**Ausgangstext**

============

Protocol of the Session on April 10, 2019

Obwohl der Steuerzahler diesen Fahrzeugen noch staatliche Subventionen hinterherwerfen muss, lesen wir gestern in der Presse, dass der Eigner und gleichzeitig größte Kunde dieses Unternehmens über einen Ausstieg nachdenkt. Aber das ist sicher nichts, was Sie nicht mit ein paar weiteren Steuermillionen regeln können.

Wir sind aber nicht mehr in der Marktwirtschaft, nicht einmal mehr in der sozialen Marktwirtschaft, und schon gar nicht mehr im Kapitalismus. Was Sie predigen und leider auch leben, das ist Korporatismus. Das ist die enge Verflechtung zwischen Staat und Wirtschaft, das ist die Ausschaltung von Wettbewerb – und damit auf Sicht leider auch das Ende unseres Wohlstands.

Wer nicht zu Ihren Hätschelkindern gehört, wer die schwächere oder womöglich gar keine Lobby hat, dem werfen Sie fleißig Knüppel zwischen die Beine. Das sind zum einen die kleinen und mittleren Unternehmen, die Sie zwar bei jeder Gelegenheit als das Rückgrat unserer Wirtschaft bezeichnen, für die Sie aber de facto nicht viel tun. Die ächzen unter Bürokratie, unter Steuerlast, leiden an schlechter Infrastruktur und schlecht ausgebildetem Nachwuchs. Außer weiteren, nicht näher definierten Entfesselungspaketen können sie sich von diesem Papier gar nichts erhoffen.

Noch schlimmer sind eigentlich nur die dran, für deren Vernichtung jetzt freitags Kinder demonstrieren, etwa die Automobilindustrie und ihre Zulieferer – die kommen in Ihrem Papier quasi gar nicht mehr vor.

Was den Leuten dort blüht, dürfen sie aber schon auf Seite 10 nachlesen, wo von einem – Zitat – „Umbau einer energieintensiven, traditionsreichen Industrie zu einem der weltweit innovativsten sowie klima- und umweltfreundlichsten Produktionsstandorte“ die

Rede ist.

============

**Auflistung**
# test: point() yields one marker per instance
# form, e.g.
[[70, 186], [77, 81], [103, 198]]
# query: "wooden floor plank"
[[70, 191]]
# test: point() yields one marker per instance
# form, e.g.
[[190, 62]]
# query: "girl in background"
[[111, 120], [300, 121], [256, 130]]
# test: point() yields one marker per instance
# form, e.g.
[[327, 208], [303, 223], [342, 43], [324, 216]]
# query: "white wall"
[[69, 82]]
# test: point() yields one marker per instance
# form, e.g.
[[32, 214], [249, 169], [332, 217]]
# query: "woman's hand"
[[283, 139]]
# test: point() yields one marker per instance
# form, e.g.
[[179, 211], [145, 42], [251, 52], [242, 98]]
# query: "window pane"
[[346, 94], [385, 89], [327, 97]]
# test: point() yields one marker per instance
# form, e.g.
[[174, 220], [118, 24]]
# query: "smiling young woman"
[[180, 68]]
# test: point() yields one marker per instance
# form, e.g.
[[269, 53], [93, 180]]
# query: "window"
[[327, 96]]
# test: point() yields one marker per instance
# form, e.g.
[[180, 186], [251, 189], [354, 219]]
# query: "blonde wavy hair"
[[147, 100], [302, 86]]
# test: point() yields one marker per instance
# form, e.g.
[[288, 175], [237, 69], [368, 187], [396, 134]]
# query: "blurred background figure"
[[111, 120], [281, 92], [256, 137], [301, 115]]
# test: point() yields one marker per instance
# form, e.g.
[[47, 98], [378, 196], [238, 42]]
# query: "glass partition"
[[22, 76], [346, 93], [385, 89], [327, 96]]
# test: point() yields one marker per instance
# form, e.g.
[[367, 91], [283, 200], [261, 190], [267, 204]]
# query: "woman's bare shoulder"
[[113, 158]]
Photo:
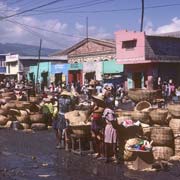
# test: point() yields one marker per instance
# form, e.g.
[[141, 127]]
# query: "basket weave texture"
[[158, 116], [162, 136], [142, 94], [174, 109], [162, 152]]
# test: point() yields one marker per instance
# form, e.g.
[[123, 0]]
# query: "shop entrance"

============

**Schriftliche Aufgabe 1**
Auf welcher Seite des Papiers ist laut Ausgangstext vom Umbau einer energieintensiven Industrie die Rede?
**Schriftliche Aufgabe 2**
Prüfen Sie, ob die folgenden Aussagen mit dem Ausgangstext übereinstimmen, und belegen Sie jede Antwort mit einem wörtlichen Zitat:
(a) Der Redner nennt das, was gepredigt wird, Korporatismus.
(b) Die Automobilindustrie wird im Papier ausführlich behandelt.
(c) Von einem möglichen Ausstieg des Eigners war gestern in der Presse zu lesen.
**Schriftliche Aufgabe 3**
Nennen Sie alle Belastungen, unter denen die kleinen und mittleren Unternehmen laut Ausgangstext ächzen oder leiden.
Stützen Sie sich ausschließlich auf den Ausgangstext.

**Aufgabenlösung 1**
Auf Seite 10.

**Aufgabenlösung 2**
(a) Ja: „Was Sie predigen und leider auch leben, das ist Korporatismus.“
(b) Nein: „die kommen in Ihrem Papier quasi gar nicht mehr vor.“
(c) Ja: „lesen wir gestern in der Presse, dass der Eigner und gleichzeitig größte Kunde dieses Unternehmens über einen Ausstieg nachdenkt“

**Aufgabenlösung 3**
Bürokratie, Steuerlast, schlechte Infrastruktur, schlecht ausgebildeter Nachwuchs